Data supplied
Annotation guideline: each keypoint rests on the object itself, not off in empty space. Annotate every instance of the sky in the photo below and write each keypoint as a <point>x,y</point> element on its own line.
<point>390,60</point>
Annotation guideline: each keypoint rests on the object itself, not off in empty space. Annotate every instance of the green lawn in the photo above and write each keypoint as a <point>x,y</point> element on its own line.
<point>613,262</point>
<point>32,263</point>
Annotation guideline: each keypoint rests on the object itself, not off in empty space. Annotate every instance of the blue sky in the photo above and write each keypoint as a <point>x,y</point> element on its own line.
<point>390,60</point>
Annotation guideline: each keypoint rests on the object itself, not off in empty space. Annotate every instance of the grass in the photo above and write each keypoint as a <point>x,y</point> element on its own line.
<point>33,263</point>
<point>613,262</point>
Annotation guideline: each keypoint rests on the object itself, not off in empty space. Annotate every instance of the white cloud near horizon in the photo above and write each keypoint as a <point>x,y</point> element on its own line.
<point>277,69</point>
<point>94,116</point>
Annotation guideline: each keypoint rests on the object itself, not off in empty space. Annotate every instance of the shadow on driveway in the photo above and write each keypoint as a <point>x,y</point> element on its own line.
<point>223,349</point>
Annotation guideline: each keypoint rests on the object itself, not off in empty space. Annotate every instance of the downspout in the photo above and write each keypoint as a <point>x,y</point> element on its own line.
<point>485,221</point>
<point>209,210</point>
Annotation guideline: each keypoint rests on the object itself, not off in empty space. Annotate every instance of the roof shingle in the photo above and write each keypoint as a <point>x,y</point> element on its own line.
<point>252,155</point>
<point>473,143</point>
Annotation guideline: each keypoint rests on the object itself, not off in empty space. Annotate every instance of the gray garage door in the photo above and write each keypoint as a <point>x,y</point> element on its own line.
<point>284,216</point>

What is expected
Every line from the one containing "of the shadow" through the last line must be copied exactly; leave out the rest.

Solved problem
Annotation guideline: each keypoint rests on the object itself, not off in empty space. Annotate every instance of the shadow on driveway in the photo above and write each keypoint as a <point>x,y</point> element on its own line.
<point>223,349</point>
Annotation guideline: each keypoint rests on the object itself, not off in empty space. Annotate every instance of the downspout in the photo above and write each keypoint as a <point>x,y</point> element on its own line.
<point>485,221</point>
<point>209,210</point>
Annotation guideline: each keypoint rests on the object itself, not off in empty space. Annotate every instance of the roof shingle in the photo above and write each keypoint as a <point>x,y</point> element on its own line.
<point>252,155</point>
<point>473,143</point>
Annotation guideline: each keypoint rests on the object itself, not off in empty space. Annotate every instance of the gray garage door in the photo above and write each keypoint as a <point>x,y</point> element on its own line.
<point>284,216</point>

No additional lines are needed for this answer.